▶ **INSTRUCTION A**
Reproduce the rows verbatim, from the start of the rows through the line containing "(1242, 674)".

▶ **TEXT PROVIDED**
-*-
Saturday 28 April 2012

The Museum of Innocence

Date of Reading: 21/04/2012
Author: Orhan Pamuk
Subtitle: A Novel
Translated from Turkish by: Maureen Freely
Publisher: faber and faber
Place: New York
Year: 2010
Rs. 399

Summary:
          Kemal is a wealthy heir with handsome prospects; he is educated from America and is now about to be engaged to the beautiful Sibel. All change when his path is crossed with Fusun, a charming 18-year old girl who is also his distant relative. Year is 1975.
          Kemal falls head over heals in love and a fruitful affair is started despite their 12-year age difference; she was a virgin. Turkey was on its modernisation (or Europeanisation) process, but virginity was still an issue in marriage.
          After his engagement with Sibel, Fusun's parents take her away leaving Kemal with a forlorn heart. He sooths the aching desire by cradling the things of Fusun and breathing her smell in Merhamet apartments where they had made love. Sibel comes to know of everything and tries her best to help him get over this obsession. In the end their engagement is broken off.
-*-
▶ **RAW DATA**
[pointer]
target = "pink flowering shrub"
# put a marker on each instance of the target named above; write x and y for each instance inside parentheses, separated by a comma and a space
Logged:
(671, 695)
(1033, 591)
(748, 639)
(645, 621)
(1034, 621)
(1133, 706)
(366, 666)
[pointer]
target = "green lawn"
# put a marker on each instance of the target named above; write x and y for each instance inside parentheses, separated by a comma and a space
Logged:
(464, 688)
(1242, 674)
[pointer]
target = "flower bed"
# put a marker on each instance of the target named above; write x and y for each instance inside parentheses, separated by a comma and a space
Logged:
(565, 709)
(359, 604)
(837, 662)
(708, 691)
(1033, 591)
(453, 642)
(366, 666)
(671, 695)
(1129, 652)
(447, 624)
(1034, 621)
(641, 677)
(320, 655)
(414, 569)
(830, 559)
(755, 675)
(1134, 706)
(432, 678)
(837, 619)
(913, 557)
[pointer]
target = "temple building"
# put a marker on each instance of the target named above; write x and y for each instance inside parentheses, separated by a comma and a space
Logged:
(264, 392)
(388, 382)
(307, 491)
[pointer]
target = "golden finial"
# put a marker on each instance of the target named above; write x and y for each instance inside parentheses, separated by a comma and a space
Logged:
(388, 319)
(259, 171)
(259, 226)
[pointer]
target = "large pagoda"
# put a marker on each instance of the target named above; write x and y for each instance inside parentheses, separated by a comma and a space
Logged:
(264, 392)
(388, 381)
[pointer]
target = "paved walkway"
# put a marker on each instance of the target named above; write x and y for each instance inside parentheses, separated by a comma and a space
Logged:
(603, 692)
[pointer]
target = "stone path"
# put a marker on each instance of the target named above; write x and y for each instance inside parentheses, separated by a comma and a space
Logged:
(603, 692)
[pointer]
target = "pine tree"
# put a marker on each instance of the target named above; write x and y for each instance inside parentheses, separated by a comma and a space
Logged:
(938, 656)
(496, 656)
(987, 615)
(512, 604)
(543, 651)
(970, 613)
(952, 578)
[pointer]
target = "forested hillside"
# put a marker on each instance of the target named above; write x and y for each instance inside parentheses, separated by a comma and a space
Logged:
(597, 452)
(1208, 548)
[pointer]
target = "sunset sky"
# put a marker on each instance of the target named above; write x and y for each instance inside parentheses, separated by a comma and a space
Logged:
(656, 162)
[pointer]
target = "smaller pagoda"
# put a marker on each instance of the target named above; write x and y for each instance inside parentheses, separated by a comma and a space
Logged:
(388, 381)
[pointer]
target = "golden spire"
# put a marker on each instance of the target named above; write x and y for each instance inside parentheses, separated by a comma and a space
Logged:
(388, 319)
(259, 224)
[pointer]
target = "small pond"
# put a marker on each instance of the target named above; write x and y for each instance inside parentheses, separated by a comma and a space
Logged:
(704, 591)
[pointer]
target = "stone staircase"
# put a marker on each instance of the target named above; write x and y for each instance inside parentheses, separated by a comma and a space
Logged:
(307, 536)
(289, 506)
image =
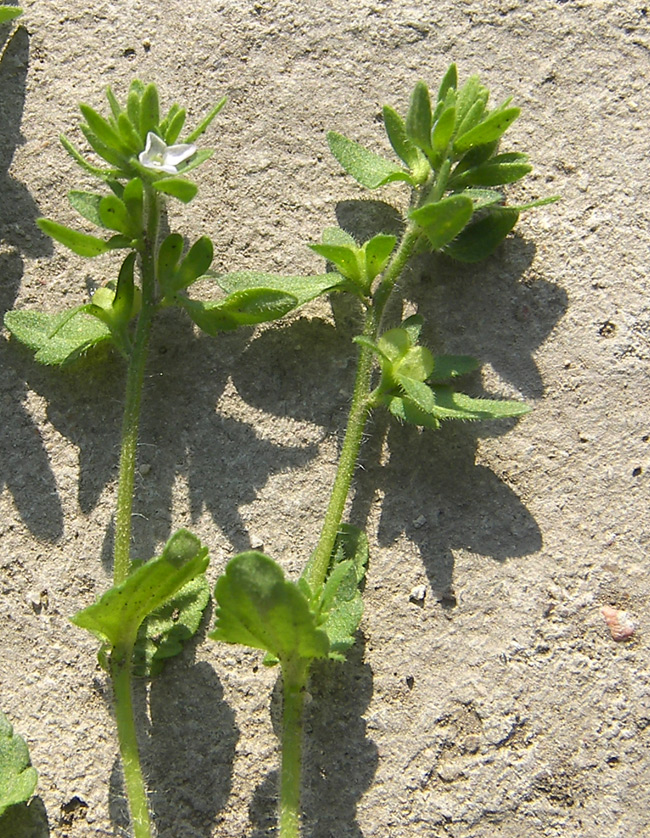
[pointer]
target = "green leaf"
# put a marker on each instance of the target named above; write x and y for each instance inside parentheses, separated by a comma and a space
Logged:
(149, 110)
(175, 126)
(453, 405)
(443, 220)
(443, 130)
(103, 130)
(56, 344)
(402, 145)
(258, 607)
(378, 251)
(418, 118)
(341, 603)
(492, 127)
(164, 632)
(242, 308)
(9, 13)
(206, 122)
(406, 411)
(482, 197)
(481, 238)
(449, 82)
(169, 255)
(117, 616)
(344, 257)
(17, 777)
(194, 265)
(114, 215)
(80, 243)
(303, 288)
(366, 168)
(130, 137)
(87, 205)
(133, 197)
(451, 366)
(178, 187)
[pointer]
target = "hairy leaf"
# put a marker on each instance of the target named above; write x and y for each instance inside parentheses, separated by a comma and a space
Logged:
(80, 243)
(117, 616)
(164, 632)
(242, 308)
(303, 288)
(17, 777)
(54, 343)
(178, 187)
(367, 168)
(443, 220)
(258, 607)
(482, 237)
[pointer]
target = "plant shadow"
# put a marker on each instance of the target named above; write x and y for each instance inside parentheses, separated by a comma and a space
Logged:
(188, 740)
(24, 464)
(339, 760)
(25, 820)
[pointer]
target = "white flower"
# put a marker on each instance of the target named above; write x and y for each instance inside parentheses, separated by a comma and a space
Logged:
(164, 158)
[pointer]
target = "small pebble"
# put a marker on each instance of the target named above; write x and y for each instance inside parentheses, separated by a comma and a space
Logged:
(620, 625)
(418, 594)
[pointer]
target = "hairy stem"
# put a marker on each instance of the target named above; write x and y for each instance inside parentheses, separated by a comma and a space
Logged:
(316, 571)
(134, 381)
(133, 780)
(294, 682)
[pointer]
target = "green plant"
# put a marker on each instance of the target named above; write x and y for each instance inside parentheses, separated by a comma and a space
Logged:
(451, 162)
(153, 606)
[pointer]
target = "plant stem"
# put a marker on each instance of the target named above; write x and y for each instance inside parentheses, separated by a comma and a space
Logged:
(294, 682)
(122, 659)
(316, 571)
(134, 381)
(133, 780)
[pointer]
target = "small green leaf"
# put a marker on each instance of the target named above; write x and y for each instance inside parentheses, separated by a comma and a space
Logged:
(178, 187)
(406, 411)
(169, 256)
(368, 169)
(175, 126)
(418, 118)
(9, 13)
(242, 308)
(453, 405)
(344, 257)
(53, 343)
(17, 777)
(303, 288)
(481, 238)
(451, 366)
(130, 137)
(258, 607)
(378, 251)
(149, 110)
(206, 122)
(80, 243)
(87, 205)
(443, 220)
(133, 197)
(449, 82)
(117, 616)
(195, 264)
(492, 127)
(164, 632)
(443, 130)
(103, 130)
(114, 215)
(402, 145)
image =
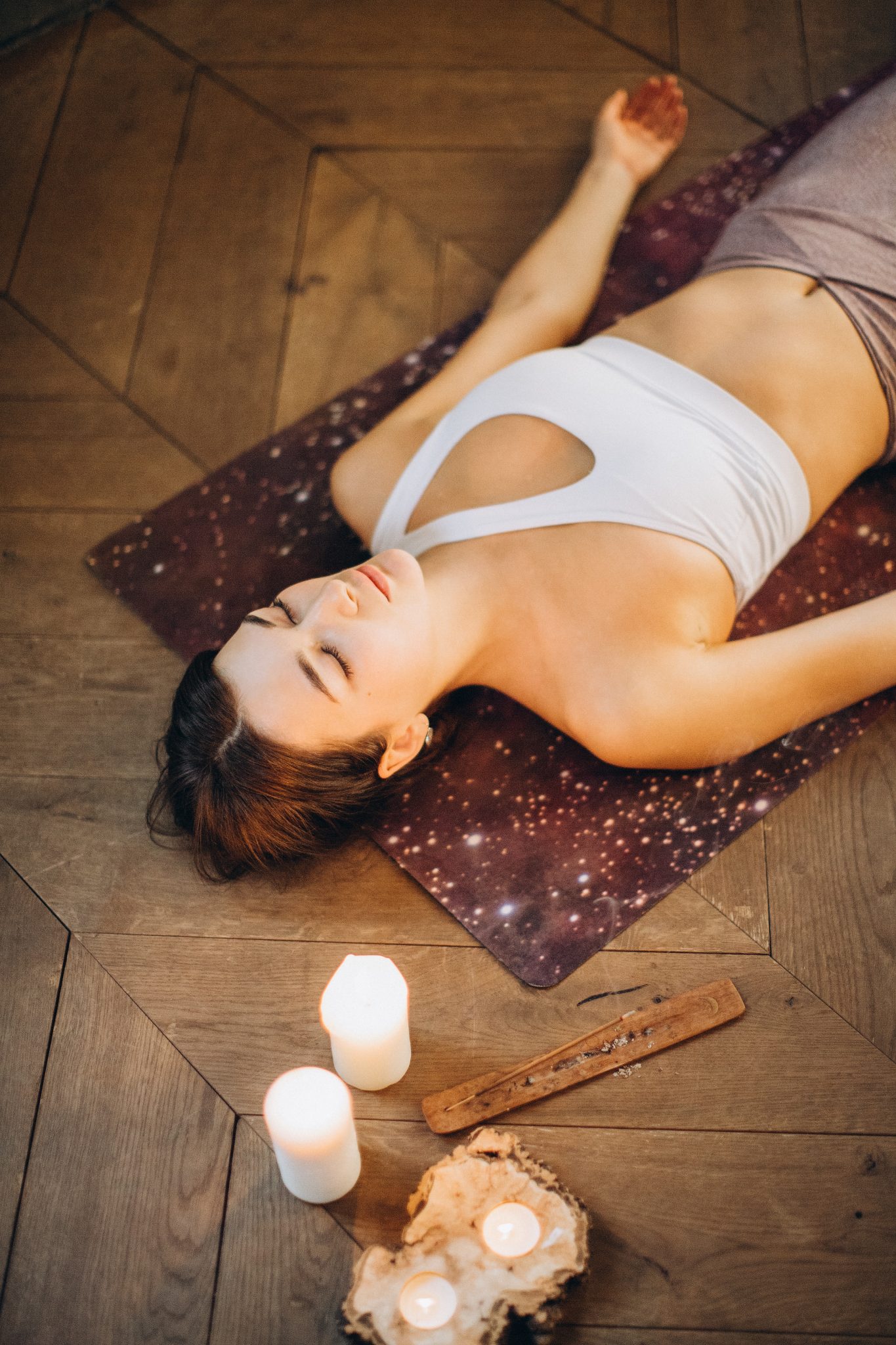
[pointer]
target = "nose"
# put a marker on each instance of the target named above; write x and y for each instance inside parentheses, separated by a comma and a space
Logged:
(336, 599)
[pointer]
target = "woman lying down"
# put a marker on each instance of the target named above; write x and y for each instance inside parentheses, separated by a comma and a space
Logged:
(578, 526)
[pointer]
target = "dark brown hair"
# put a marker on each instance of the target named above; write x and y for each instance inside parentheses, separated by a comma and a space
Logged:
(249, 803)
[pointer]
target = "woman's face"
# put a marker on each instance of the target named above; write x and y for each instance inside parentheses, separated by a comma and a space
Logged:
(337, 657)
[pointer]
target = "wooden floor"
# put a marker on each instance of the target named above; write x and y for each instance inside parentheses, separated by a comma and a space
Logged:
(213, 218)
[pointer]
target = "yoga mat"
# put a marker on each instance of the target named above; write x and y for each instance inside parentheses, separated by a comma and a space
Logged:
(536, 847)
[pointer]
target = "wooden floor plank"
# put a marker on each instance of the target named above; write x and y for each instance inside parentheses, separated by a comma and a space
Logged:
(684, 921)
(643, 23)
(33, 366)
(495, 202)
(86, 455)
(770, 1070)
(88, 252)
(519, 34)
(285, 1266)
(85, 848)
(444, 109)
(463, 286)
(735, 881)
(750, 53)
(45, 579)
(364, 294)
(33, 950)
(699, 1231)
(830, 884)
(83, 707)
(32, 84)
(120, 1219)
(207, 359)
(844, 42)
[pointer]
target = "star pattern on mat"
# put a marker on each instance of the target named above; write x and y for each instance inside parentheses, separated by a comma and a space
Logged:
(539, 849)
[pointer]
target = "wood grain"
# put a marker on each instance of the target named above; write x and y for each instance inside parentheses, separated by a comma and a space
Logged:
(683, 921)
(285, 1266)
(702, 1231)
(88, 252)
(471, 1017)
(32, 84)
(364, 292)
(83, 707)
(45, 581)
(519, 34)
(640, 23)
(444, 109)
(83, 844)
(845, 42)
(33, 366)
(750, 54)
(495, 202)
(119, 1228)
(207, 361)
(86, 455)
(735, 883)
(33, 951)
(612, 1047)
(463, 286)
(458, 129)
(830, 884)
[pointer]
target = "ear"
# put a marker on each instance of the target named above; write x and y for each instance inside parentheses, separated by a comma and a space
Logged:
(405, 747)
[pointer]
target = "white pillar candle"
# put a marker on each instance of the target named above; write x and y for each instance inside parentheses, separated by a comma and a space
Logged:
(427, 1301)
(308, 1114)
(364, 1011)
(511, 1229)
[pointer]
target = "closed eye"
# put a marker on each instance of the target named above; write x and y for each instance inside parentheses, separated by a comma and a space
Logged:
(326, 649)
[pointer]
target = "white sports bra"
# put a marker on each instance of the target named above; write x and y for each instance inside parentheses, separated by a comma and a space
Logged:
(672, 452)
-*-
▶ **INSTRUCTION B**
Write out the stretch of the book review from "The Museum of" through "issue in marriage.", swapping "wealthy" for "rich".

▶ **WRITTEN REPLY A**
[pointer]
target = "pink flowering shrub"
# put a marker on each instance of the target named above; write x and y for each instance inside parentheses, separated by a comma and a space
Logged:
(671, 695)
(1033, 591)
(748, 639)
(645, 621)
(1034, 621)
(1133, 706)
(366, 666)
[pointer]
target = "green lawn"
# put a marker on each instance of the target named above; write x and y for each instance inside parentheses, separated by a comma and a space
Logged:
(464, 688)
(1242, 674)

▶ **WRITTEN REPLY B**
The Museum of Innocence

Date of Reading: 21/04/2012
Author: Orhan Pamuk
Subtitle: A Novel
Translated from Turkish by: Maureen Freely
Publisher: faber and faber
Place: New York
Year: 2010
Rs. 399

Summary:
          Kemal is a rich heir with handsome prospects; he is educated from America and is now about to be engaged to the beautiful Sibel. All change when his path is crossed with Fusun, a charming 18-year old girl who is also his distant relative. Year is 1975.
          Kemal falls head over heals in love and a fruitful affair is started despite their 12-year age difference; she was a virgin. Turkey was on its modernisation (or Europeanisation) process, but virginity was still an issue in marriage.